=== TEXT PROVIDED ===
When I Realised My Foster Child Had No Awareness of Danger!
- Disenchanted foster carer
- Sep 19
- 3 min read
I will never forget the first week our new foster son moved in. We were walking down our quiet street when, without warning, he bolted off the curb and ran straight toward a moving car. My heart stopped. I grabbed his arm just in time. He was not being naughty—he simply had no idea that what he had done was dangerous.
Over the next few days, I started noticing other things: climbing to the very top of the playground equipment and leaning over the edge, reaching for a hot pot on the stove, chatting with strangers as if we were all old friends. It was not defiance; it was as if the part of his brain that should whisper “Be careful” had never been switched on.
Understanding Why
As I learned more about his history, it began to make sense. He had experienced years of neglect and had moved from home to home. No one had consistently taught him what was safe or unsafe. He had also learned to be very independent at a young age—if you have had to fend for yourself, checking with an adult first might not even occur to you.
Later a therapist explained that some children, especially those with ADHD, Fetal Alcohol Spectrum Disorder, or sensory processing issues, genuinely struggle to judge risk. Impulsivity, delayed development, and disrupted attachment all combine to create a child who rushes ahead without caution.
It helped me to stop labelling it as “bad behaviour and start seeing it as a missing skill. Just like reading or tying shoes, safety awareness is something that can be taught—but it takes patience, repetition, and a calm, consistent environment.
What Helped Us
I had to change my approach. Instead of assuming “He knows this already,” I started treating safety like a skill we would practice over and over. Here are some of the things that worked for us:
Short, Consistent Rules
We used simple phrases: “Stop at the road,” “Hold my hand,” “Wait for me.” I repeated them every time, even if it felt like a broken record. The consistency helped him predict what would happen and eventually remember it on his own.
Practice in Real Life
We role-played crossing the street and answering the door. Sometimes we would act out “safe” versus “unsafe” together in a playful way. Pretend-play let him practice without the pressure of a real emergency.
Visual Cues
I made little “stop” signs on index cards. He loved holding them up himself when we got to the road. We also used hand signals for “stop” and “come back.” Visual cues gave him an extra layer of information to process.

=== ACTIVITY LIST ===
1. Condense the paragraph of the foster care post that begins "As I learned more about his history" into a shorter bulleted list that keeps its main facts.
2. Using the foster care post, answer each of these:
(a) What did the boy run toward in his first week?
(b) Which three conditions did the therapist name?
(c) What did the narrator make on index cards?
3. From the foster care post, extract the passage starting at "It helped me" and ending at "calm, consistent environment.".
The items come from a separate source and are unrelated to the foster care post.

=== EXTRACTED ENTRIES ===
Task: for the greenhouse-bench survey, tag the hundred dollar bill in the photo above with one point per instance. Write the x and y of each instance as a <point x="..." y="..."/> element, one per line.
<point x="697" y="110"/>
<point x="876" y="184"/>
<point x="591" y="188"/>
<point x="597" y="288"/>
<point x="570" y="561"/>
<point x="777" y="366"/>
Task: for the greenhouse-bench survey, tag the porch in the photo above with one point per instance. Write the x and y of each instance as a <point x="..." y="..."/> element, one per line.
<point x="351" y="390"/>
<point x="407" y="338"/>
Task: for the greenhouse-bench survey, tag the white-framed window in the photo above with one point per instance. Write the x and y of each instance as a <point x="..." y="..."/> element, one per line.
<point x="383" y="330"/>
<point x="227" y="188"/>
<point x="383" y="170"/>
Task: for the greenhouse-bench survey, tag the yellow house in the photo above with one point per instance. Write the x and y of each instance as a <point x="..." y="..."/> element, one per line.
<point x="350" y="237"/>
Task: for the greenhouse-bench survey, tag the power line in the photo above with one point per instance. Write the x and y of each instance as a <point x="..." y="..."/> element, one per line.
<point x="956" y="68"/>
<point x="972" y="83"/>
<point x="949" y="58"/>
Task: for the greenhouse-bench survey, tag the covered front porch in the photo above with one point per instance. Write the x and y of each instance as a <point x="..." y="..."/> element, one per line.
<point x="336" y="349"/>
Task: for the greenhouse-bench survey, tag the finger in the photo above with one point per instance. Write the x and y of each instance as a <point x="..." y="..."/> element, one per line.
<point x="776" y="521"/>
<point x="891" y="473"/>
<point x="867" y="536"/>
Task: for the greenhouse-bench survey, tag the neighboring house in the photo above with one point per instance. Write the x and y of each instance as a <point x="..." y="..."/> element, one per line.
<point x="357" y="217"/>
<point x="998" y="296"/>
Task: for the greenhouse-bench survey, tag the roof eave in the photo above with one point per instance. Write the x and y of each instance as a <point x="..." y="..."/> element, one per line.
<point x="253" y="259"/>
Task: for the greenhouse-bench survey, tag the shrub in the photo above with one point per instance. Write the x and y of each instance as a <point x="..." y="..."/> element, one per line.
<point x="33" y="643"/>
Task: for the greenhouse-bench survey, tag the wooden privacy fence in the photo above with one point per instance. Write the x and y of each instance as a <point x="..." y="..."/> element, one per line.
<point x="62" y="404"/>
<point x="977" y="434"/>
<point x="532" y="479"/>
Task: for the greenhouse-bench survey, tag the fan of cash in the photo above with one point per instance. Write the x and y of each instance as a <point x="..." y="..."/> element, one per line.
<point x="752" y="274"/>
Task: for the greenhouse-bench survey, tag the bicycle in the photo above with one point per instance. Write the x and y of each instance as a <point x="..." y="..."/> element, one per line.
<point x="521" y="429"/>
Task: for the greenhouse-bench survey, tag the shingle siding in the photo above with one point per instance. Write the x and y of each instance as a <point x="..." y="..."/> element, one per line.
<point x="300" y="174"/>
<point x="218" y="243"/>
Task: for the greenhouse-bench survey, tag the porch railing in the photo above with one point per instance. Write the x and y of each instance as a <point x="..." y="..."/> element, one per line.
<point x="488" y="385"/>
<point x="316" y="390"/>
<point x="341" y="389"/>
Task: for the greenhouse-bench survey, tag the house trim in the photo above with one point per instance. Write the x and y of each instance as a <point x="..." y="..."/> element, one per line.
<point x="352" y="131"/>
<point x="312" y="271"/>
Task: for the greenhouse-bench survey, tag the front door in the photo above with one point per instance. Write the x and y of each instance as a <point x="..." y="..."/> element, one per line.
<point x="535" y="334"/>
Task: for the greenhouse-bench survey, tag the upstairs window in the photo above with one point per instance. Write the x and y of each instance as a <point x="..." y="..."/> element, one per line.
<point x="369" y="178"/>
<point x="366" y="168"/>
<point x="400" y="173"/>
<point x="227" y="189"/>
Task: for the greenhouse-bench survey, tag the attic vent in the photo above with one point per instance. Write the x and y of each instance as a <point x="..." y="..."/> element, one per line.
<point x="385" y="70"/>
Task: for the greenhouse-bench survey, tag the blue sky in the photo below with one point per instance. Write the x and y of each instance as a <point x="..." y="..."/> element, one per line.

=== ANSWERS TO THIS EXERCISE ===
1.
- He had gone through years of neglect and moved from home to home.
- No one had consistently taught him what was safe or unsafe.
- He had become very independent young, so checking with an adult first might not occur to him.

2.
(a) A moving car
(b) ADHD, Fetal Alcohol Spectrum Disorder, and sensory processing issues
(c) Little "stop" signs

3.
It helped me to stop labelling it as “bad behaviour and start seeing it as a missing skill. Just like reading or tying shoes, safety awareness is something that can be taught—but it takes patience, repetition, and a calm, consistent environment.